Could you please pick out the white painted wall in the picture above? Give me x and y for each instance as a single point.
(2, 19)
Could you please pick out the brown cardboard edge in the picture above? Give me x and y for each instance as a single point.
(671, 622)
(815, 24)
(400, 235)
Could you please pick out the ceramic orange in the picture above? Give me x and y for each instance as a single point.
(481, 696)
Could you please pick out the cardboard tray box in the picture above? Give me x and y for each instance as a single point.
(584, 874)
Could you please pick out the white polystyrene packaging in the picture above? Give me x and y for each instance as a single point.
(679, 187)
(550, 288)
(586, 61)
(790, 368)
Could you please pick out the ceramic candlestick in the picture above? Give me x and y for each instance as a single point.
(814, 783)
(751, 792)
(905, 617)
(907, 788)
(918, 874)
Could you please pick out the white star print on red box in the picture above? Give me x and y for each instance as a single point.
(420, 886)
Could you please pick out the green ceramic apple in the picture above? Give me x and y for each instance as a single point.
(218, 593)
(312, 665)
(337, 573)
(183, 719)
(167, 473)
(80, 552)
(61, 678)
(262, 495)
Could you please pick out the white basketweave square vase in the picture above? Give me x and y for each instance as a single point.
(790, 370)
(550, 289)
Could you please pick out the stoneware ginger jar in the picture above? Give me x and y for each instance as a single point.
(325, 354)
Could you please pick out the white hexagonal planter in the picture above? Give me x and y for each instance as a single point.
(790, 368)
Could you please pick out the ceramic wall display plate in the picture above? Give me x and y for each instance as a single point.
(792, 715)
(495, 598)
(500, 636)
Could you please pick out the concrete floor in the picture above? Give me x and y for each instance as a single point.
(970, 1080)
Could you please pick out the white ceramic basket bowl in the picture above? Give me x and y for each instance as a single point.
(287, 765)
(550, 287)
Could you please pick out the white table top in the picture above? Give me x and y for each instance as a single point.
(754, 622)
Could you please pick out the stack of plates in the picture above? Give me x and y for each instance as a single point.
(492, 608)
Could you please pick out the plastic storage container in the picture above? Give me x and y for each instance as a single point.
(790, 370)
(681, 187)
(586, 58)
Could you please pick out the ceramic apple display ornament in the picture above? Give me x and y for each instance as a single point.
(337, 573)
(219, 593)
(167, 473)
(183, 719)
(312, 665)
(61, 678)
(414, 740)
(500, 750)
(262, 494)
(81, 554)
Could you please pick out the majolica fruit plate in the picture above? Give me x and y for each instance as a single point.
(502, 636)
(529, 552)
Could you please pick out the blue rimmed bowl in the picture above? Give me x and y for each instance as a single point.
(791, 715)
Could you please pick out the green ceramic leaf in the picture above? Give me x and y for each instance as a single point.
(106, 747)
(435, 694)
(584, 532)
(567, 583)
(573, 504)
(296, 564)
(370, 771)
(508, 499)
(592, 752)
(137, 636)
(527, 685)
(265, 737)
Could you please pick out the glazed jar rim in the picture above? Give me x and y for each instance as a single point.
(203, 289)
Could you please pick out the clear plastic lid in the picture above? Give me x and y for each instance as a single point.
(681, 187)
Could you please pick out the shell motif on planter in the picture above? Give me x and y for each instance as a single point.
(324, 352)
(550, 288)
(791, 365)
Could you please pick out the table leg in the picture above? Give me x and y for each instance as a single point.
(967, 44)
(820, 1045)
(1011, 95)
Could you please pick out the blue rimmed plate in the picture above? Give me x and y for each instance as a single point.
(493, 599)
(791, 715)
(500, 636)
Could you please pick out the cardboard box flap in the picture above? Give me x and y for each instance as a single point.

REQUIRED WORK -
Print the records again, exactly as they stand above.

SOLUTION TO THIS PROBLEM -
Could you please pick out the white painted wall in the picture above? Give me x and y for each instance as a single point.
(2, 19)
Could you please pick out the brown cardboard edge in the picture above? Give me x and y for each instance as a single point.
(671, 622)
(815, 24)
(400, 235)
Could you please pick out the ceramic orange in the picture above? Give me x and y for each instance as a single point.
(481, 696)
Could you please pick out the cardboard tray box in the picture above? Give me x and y for each instance as a single point.
(584, 874)
Could you please pick out the white polystyrene packaging in the picture above? Give me x and y for each instance as a single point.
(679, 187)
(550, 288)
(586, 61)
(790, 368)
Could you please pick out the ceramic candlestick in the picture above? Give me x and y for each instance as a single point.
(814, 783)
(751, 792)
(905, 617)
(907, 788)
(918, 874)
Could you please pick out the white star print on red box in the picture above? Give me x and y for each instance as a single point.
(420, 886)
Could you please pick out the green ceramic apple in the picture above? Give me x and y for each instance as a single point.
(218, 593)
(312, 665)
(337, 573)
(183, 719)
(167, 473)
(80, 552)
(61, 678)
(262, 495)
Could you please pick out the white basketweave square vase in the picture above? Give me x and y for each instance as a single point.
(790, 370)
(550, 289)
Could you please pick out the stoneware ginger jar in the picture above? Give me x and y for each instance as a single point.
(325, 354)
Could you please pick out the white hexagonal planter in the picture above? Give me x and y for each instance as a single point.
(790, 368)
Could you please pick out the ceramic wall display plate in the picture above? Give me x and y for each instance as a single point.
(792, 715)
(495, 598)
(500, 636)
Could you please pick out the concrete floor in the picture above? Give me x and y for each instance as a single point.
(970, 1080)
Could you please pick out the white ceramic basket bowl in the picture above? Give me x and y for each instance as a single point.
(287, 765)
(550, 287)
Could you please pick out the white table top in the picture above? Give me x and y for each instance as a single point.
(754, 622)
Could you please pick out the stack of plates in the picture above? Give me x and y for each instance as a single point.
(492, 608)
Could you please pick out the plastic storage container in the picture above? Give me x and y for each instance as a single point.
(790, 370)
(681, 187)
(586, 58)
Could you please pick out the ceramic apple display ornament in the picture above? Give me x and y for each instance as a single point.
(337, 573)
(219, 593)
(167, 473)
(183, 719)
(312, 665)
(61, 678)
(414, 740)
(500, 750)
(262, 494)
(81, 554)
Could you please pick out the majolica fruit plate in the picture above? Give me x and y for each instance as a single point.
(502, 636)
(529, 552)
Could you please pick out the blue rimmed bowl in the picture above? Give me x and y for each instance as a single point.
(791, 715)
Could you please pick out the green ceramic leaf in the picture above? Give me x and y for each instance as a single point.
(106, 747)
(435, 694)
(584, 532)
(567, 583)
(573, 504)
(296, 564)
(370, 771)
(508, 499)
(592, 752)
(137, 636)
(527, 685)
(265, 737)
Could you please pick out the glazed jar rim in the picture above? Give me x and y for each instance as a single point.
(203, 289)
Could you please pick out the clear plastic lid in the picture above? Give me x and y for each instance as a single point.
(681, 187)
Could you please pick out the shell motif on planter in the picture above? Give me x and y for each instance as a single point.
(324, 352)
(550, 288)
(791, 365)
Could you please pick out the table leg in the picture above? Give me x and y for each instance as a single point.
(967, 44)
(820, 1045)
(1011, 95)
Could you please pick out the blue rimmed plate in the picture above? Give me x and y for each instance as a single point.
(493, 599)
(791, 715)
(500, 636)
Could you please pick out the cardboard box flap in the picture above? Give me x and y for each instance as a single point.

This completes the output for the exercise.